Instruction: Reproduce exactly the lines from the line containing "the man's nose" through the end of the records below, including both ends, and nothing else.

Dataset entries:
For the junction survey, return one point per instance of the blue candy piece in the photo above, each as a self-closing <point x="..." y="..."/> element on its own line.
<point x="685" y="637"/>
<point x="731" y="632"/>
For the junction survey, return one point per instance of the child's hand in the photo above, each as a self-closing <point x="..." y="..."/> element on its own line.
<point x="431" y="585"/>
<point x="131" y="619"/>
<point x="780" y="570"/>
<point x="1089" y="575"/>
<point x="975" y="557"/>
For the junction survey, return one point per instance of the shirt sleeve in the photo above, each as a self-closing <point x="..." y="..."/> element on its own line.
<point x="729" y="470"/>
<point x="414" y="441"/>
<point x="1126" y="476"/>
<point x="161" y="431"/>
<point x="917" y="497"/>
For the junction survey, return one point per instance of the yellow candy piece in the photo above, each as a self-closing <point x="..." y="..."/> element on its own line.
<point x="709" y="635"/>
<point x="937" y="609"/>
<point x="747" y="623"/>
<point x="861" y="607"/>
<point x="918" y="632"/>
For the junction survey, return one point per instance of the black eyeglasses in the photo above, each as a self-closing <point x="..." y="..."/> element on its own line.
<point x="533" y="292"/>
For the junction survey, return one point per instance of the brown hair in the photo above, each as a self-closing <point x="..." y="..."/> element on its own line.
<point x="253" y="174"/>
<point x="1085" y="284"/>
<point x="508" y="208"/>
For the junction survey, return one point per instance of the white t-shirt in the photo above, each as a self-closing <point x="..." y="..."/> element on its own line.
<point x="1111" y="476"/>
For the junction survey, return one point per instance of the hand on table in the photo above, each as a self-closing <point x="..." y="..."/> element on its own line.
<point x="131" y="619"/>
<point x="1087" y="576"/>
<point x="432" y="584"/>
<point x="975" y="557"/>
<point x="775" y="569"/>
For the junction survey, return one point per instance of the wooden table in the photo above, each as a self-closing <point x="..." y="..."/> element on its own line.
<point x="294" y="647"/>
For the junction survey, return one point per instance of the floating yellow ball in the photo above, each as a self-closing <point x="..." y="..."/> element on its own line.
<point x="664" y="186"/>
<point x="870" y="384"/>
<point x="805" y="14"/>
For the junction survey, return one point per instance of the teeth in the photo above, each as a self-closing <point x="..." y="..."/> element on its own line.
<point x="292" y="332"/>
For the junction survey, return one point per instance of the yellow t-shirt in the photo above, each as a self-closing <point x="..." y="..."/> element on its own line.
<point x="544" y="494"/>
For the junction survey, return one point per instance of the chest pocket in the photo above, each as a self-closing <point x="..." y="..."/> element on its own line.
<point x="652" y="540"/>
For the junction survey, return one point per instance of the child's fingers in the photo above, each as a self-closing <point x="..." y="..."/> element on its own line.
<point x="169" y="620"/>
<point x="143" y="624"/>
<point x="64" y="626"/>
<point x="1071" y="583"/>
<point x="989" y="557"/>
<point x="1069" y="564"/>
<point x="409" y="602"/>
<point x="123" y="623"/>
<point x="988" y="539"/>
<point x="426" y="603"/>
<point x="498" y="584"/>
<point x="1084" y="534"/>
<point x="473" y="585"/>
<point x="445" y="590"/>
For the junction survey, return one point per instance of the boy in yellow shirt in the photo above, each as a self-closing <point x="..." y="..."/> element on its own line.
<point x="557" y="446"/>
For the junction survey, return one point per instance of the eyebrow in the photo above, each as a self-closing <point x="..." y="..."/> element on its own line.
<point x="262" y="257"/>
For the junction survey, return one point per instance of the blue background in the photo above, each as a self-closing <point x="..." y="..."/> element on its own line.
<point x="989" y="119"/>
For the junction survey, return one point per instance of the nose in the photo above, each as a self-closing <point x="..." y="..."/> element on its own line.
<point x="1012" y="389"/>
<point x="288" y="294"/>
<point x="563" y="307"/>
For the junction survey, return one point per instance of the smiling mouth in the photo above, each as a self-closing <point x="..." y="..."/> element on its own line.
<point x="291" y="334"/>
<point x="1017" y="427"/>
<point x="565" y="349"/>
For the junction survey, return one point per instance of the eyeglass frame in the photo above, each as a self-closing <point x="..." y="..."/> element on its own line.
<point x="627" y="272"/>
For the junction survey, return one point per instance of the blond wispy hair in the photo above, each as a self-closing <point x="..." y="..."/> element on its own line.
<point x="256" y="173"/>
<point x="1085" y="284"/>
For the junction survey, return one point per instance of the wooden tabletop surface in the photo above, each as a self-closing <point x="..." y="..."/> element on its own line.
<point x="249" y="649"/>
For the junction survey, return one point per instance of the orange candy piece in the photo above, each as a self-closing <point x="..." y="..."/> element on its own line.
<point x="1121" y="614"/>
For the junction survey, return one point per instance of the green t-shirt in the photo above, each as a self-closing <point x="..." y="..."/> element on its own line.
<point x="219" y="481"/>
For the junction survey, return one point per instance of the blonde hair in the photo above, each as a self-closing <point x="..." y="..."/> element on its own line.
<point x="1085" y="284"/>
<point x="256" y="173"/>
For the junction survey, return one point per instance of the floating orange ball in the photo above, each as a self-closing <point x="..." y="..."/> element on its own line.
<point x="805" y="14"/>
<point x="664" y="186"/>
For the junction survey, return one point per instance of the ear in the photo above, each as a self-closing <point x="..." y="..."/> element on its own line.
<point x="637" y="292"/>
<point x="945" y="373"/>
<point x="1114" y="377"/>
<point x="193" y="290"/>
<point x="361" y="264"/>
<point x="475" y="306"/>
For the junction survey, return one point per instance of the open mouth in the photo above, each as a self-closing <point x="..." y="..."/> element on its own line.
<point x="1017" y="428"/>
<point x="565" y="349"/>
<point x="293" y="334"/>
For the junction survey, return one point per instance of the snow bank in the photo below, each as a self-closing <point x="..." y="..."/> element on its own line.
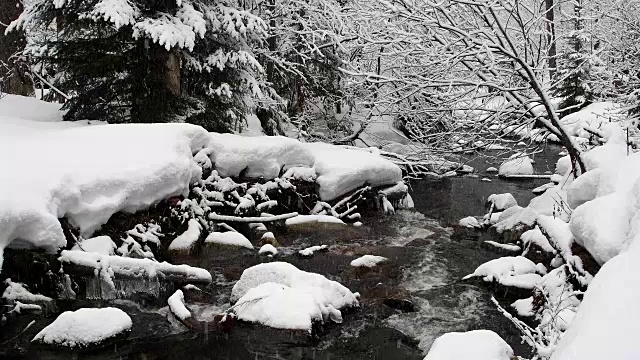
<point x="280" y="306"/>
<point x="99" y="244"/>
<point x="18" y="292"/>
<point x="518" y="164"/>
<point x="85" y="327"/>
<point x="608" y="320"/>
<point x="231" y="238"/>
<point x="29" y="108"/>
<point x="469" y="222"/>
<point x="257" y="156"/>
<point x="476" y="345"/>
<point x="119" y="168"/>
<point x="187" y="240"/>
<point x="368" y="261"/>
<point x="336" y="169"/>
<point x="312" y="249"/>
<point x="341" y="170"/>
<point x="515" y="271"/>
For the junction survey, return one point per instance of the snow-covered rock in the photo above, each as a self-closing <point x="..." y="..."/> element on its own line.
<point x="476" y="345"/>
<point x="18" y="292"/>
<point x="230" y="238"/>
<point x="516" y="271"/>
<point x="108" y="266"/>
<point x="469" y="222"/>
<point x="518" y="164"/>
<point x="313" y="219"/>
<point x="608" y="319"/>
<point x="501" y="202"/>
<point x="177" y="307"/>
<point x="85" y="327"/>
<point x="280" y="295"/>
<point x="187" y="240"/>
<point x="312" y="249"/>
<point x="368" y="261"/>
<point x="99" y="244"/>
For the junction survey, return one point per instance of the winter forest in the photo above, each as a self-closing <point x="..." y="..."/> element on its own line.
<point x="320" y="179"/>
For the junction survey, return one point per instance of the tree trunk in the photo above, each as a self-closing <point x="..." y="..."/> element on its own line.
<point x="551" y="37"/>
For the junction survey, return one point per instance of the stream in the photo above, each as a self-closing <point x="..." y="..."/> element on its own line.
<point x="424" y="268"/>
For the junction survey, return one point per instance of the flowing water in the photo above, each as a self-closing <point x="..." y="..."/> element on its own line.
<point x="425" y="266"/>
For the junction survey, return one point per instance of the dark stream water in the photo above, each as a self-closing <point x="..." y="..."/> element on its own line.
<point x="424" y="266"/>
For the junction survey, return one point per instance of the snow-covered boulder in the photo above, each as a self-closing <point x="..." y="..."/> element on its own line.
<point x="313" y="219"/>
<point x="325" y="291"/>
<point x="469" y="222"/>
<point x="308" y="252"/>
<point x="516" y="271"/>
<point x="283" y="307"/>
<point x="368" y="261"/>
<point x="501" y="202"/>
<point x="257" y="156"/>
<point x="268" y="249"/>
<point x="188" y="239"/>
<point x="518" y="164"/>
<point x="608" y="320"/>
<point x="229" y="238"/>
<point x="476" y="345"/>
<point x="99" y="244"/>
<point x="85" y="327"/>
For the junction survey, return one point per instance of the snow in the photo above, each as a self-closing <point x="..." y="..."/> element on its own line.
<point x="518" y="164"/>
<point x="229" y="238"/>
<point x="535" y="236"/>
<point x="120" y="168"/>
<point x="268" y="249"/>
<point x="506" y="247"/>
<point x="18" y="292"/>
<point x="608" y="320"/>
<point x="368" y="261"/>
<point x="341" y="169"/>
<point x="338" y="169"/>
<point x="257" y="156"/>
<point x="278" y="294"/>
<point x="469" y="222"/>
<point x="280" y="306"/>
<point x="312" y="249"/>
<point x="99" y="244"/>
<point x="177" y="307"/>
<point x="501" y="202"/>
<point x="476" y="345"/>
<point x="508" y="271"/>
<point x="188" y="239"/>
<point x="594" y="116"/>
<point x="107" y="266"/>
<point x="311" y="219"/>
<point x="85" y="327"/>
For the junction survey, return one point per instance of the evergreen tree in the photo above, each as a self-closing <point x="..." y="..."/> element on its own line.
<point x="148" y="60"/>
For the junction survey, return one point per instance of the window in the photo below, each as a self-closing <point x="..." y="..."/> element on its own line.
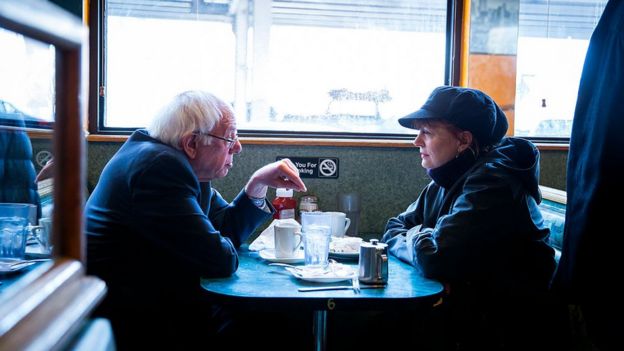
<point x="348" y="67"/>
<point x="26" y="81"/>
<point x="552" y="42"/>
<point x="286" y="66"/>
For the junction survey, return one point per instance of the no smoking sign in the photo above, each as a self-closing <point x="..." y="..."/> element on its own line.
<point x="315" y="167"/>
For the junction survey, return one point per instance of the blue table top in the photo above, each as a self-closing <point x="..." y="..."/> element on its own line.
<point x="255" y="282"/>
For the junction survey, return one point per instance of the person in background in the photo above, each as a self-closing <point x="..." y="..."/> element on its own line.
<point x="592" y="240"/>
<point x="17" y="172"/>
<point x="155" y="225"/>
<point x="477" y="227"/>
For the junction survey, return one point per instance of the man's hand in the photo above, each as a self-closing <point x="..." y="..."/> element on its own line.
<point x="280" y="174"/>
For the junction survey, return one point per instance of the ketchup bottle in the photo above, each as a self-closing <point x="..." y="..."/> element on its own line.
<point x="284" y="204"/>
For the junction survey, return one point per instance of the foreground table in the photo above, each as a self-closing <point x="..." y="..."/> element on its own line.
<point x="258" y="285"/>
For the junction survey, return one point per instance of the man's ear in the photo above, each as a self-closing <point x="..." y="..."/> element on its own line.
<point x="465" y="140"/>
<point x="189" y="145"/>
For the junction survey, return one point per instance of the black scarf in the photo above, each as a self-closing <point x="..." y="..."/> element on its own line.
<point x="446" y="175"/>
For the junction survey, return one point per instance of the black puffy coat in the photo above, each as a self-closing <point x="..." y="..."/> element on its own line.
<point x="485" y="230"/>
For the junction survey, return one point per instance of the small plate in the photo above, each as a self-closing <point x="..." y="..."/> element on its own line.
<point x="335" y="272"/>
<point x="269" y="255"/>
<point x="8" y="265"/>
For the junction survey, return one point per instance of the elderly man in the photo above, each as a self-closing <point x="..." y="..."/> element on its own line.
<point x="155" y="225"/>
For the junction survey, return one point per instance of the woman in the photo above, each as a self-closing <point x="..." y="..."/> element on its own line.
<point x="477" y="226"/>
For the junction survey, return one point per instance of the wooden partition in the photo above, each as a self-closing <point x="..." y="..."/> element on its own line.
<point x="45" y="308"/>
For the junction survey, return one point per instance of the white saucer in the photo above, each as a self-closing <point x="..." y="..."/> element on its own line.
<point x="269" y="255"/>
<point x="335" y="272"/>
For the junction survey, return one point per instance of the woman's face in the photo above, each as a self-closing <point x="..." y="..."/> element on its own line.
<point x="438" y="143"/>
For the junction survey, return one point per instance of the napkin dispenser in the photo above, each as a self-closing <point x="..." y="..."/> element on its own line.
<point x="373" y="265"/>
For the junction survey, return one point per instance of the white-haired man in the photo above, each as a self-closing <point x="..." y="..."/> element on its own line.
<point x="155" y="225"/>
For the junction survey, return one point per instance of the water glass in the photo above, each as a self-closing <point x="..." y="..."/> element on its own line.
<point x="13" y="230"/>
<point x="316" y="245"/>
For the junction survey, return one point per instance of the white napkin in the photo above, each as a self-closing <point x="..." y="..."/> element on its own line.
<point x="266" y="239"/>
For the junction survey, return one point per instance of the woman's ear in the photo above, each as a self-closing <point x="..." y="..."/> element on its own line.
<point x="465" y="140"/>
<point x="189" y="144"/>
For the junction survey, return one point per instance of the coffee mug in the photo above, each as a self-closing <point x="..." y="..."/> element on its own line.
<point x="339" y="223"/>
<point x="287" y="240"/>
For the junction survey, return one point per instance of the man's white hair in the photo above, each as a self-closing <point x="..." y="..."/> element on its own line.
<point x="188" y="112"/>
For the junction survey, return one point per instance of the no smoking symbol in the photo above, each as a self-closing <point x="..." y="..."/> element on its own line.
<point x="328" y="168"/>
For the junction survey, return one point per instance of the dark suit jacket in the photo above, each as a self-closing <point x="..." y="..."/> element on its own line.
<point x="153" y="229"/>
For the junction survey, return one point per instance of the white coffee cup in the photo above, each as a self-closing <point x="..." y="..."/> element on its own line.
<point x="43" y="234"/>
<point x="339" y="223"/>
<point x="287" y="240"/>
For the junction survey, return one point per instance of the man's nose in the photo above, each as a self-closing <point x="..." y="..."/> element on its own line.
<point x="237" y="147"/>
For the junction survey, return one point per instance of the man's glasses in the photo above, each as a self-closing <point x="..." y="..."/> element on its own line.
<point x="230" y="141"/>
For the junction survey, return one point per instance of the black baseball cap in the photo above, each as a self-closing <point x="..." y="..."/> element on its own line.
<point x="467" y="109"/>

Solved exercise:
For the junction survey, return one point per instance of the man's nose in the photo above, each as a self-closing <point x="..." y="..."/> element on its own line.
<point x="237" y="147"/>
For the junction survey, return one point per instance of the man's glasses in the photo above, each as a self-closing <point x="..." y="..."/> element on its own line.
<point x="230" y="141"/>
For the junction survey, return one point per instance of the black baseball cap in the photo above, each as a self-closing <point x="..." y="..."/> element on its own line.
<point x="467" y="109"/>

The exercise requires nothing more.